Jacks body would have been recovered from the elevator shaft. Sarah and Golitsyn stabbed would have been recovered. Hanna in the detonated car would have been recovered. Unless CIA/IMF had Jim and Claire Phelps dead bodies on a morgue slab Ethan wouldn't be implicated that easy. This is CIA/IMF not some underfunded police department. The film works as an okay live action cartoon that needed more action. Not a suitable script at the end of the day. 

Monday, December 30, 2019 - 11:31 PM CST

Name: "$$$"

MI is directed by an auteur but a film for teenages.

Tuesday, December 31, 2019 - 4:31 PM CST

Name: "harry georgatos"

DePalma has said he isn't interested in the logic of scripts. DePalma is more in the visual emotion of the movie like his idol Hitchcock.

MI is a pop art visual masterpiece. A film with so many iconic shots. 

Wednesday, January 1, 2020 - 3:23 PM CST

Name: "insider"

━━━━

Work instructions
Pick up the comment thread about the MI film right where it stops and write the next part. You won't need the entries that come after this sentence.

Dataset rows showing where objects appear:
━━━━

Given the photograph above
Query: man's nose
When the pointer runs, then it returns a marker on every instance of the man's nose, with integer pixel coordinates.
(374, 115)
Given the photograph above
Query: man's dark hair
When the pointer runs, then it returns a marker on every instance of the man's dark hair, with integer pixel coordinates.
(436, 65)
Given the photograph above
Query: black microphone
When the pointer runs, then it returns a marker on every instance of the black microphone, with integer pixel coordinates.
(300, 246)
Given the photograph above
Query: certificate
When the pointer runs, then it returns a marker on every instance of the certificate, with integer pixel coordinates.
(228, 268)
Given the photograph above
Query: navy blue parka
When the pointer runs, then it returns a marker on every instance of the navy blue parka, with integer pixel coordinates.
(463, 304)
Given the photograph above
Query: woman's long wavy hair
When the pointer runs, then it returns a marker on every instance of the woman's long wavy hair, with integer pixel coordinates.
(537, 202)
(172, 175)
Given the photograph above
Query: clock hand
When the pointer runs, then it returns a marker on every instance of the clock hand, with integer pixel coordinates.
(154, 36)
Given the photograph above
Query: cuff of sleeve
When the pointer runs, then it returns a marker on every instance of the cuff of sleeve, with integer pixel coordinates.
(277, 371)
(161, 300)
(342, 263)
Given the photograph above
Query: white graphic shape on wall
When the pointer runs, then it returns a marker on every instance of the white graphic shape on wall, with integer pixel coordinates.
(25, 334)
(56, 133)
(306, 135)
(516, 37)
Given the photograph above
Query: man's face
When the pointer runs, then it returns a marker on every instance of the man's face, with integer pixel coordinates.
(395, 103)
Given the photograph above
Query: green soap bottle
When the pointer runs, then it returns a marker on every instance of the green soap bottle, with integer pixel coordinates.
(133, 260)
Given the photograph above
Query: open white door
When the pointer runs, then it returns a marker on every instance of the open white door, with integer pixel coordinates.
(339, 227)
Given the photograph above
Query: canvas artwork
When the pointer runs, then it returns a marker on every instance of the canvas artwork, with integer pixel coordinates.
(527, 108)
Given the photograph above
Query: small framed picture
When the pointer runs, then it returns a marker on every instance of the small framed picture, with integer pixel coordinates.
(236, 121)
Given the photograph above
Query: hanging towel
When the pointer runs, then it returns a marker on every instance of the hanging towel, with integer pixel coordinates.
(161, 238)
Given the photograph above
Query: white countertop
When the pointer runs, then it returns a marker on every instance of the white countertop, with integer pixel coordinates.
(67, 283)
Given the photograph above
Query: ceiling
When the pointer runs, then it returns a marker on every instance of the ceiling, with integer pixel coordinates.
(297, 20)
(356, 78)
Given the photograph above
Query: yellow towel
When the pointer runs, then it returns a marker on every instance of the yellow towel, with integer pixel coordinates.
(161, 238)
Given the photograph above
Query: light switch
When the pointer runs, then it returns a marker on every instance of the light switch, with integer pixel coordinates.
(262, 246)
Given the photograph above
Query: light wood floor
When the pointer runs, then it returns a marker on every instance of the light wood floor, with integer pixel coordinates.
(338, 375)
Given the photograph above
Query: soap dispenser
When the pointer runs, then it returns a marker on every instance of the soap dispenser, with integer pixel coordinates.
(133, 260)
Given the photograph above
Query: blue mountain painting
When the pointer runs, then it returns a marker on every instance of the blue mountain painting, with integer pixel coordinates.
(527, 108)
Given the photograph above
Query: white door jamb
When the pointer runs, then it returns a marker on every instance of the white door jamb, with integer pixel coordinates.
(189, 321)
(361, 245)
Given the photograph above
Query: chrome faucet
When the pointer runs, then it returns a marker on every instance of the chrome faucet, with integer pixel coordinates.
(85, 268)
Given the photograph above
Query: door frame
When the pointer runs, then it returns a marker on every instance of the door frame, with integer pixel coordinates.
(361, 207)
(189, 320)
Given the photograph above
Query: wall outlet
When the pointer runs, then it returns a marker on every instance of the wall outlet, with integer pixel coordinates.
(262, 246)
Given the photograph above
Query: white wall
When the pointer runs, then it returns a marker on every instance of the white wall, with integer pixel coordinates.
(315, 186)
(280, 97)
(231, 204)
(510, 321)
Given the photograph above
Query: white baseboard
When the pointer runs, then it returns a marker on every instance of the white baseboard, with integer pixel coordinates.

━━━━

Written response
Those hoping for DePalma to regain his glory days with the clumsy Domino should revisit Blow Out and Dressed To Kill to see DePalma at the top of his game

Directors approaching their retirement years seldom make their best and stand-out cinema. With the clumsy Domino it seems DePalma is on the way out. The Black Dahlia, Redacted, Passion and Domino is a director at the bottom of his game. Femme Fatale was the directors last great film. 

Wednesday, January 1, 2020 - 10:27 PM CST

Name: "sue"

Passion has beautiful photography. Redacted and Domino have ugly cinematography and extremely unwatchable films. Not the type of films for repeat viewings. I still believe with the right script and budget DePalma can give a reason to his loyal fanbase to once again visit the cinema in watching a pure DePalma film. There are only so many directors that give me an excuse to leave my house and venture off to the multiplexes. DePalma is one of those filmmakers but there hasn't been a great film by this filmmaker since Femme Fatale. The only films for me to watch out for this new year is Tenet, No Time To Die and Dune.

Thursday, January 2, 2020 - 6:51 PM CST

Name: "peter"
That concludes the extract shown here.